SHORT PROBLEM => Below are some records; retype all of them exactly.

DATASET CONTENT =>

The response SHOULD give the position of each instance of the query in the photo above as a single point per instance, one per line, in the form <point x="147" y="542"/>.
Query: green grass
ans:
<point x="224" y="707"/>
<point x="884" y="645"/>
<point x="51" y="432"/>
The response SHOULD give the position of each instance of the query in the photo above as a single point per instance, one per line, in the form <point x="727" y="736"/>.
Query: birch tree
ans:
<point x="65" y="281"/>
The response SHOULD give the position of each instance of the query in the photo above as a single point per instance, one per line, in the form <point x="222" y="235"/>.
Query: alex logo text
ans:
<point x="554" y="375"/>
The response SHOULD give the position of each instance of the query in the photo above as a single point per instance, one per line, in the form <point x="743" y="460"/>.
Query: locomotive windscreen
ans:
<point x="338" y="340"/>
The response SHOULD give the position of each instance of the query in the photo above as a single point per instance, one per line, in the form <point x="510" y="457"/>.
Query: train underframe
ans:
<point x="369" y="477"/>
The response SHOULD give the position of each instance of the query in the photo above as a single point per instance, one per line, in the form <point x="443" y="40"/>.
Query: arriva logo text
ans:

COMPLETED EXERCISE =>
The response SHOULD give the position of each instance of the query in the photo above as a single point per instance, one per line, in the form <point x="147" y="542"/>.
Query: green grass
ans:
<point x="224" y="707"/>
<point x="884" y="645"/>
<point x="51" y="432"/>
The response SHOULD give the position of each instance of the query in the photo above as a single point per instance, one per line, in the form <point x="727" y="736"/>.
Query: birch tree
ans:
<point x="65" y="281"/>
The response SHOULD give the position of each instance of the query in the photo above as a single point per instance, one per line, in the form <point x="222" y="235"/>.
Query: alex logo text
ans:
<point x="554" y="375"/>
The response SHOULD give the position of each instance of the query in the photo above as a single point per instance, one per line, in the form <point x="743" y="460"/>.
Query: locomotive windscreen
ans:
<point x="338" y="340"/>
The response SHOULD give the position of each instance of the query in the photo above as a single point per instance, one per line, in the form <point x="510" y="457"/>.
Query: train underframe
ans:
<point x="369" y="477"/>
The response SHOULD give the position of each instance of the query in the photo above as a single point per instance, one per line, in the form <point x="443" y="40"/>.
Query: arriva logo text
ans:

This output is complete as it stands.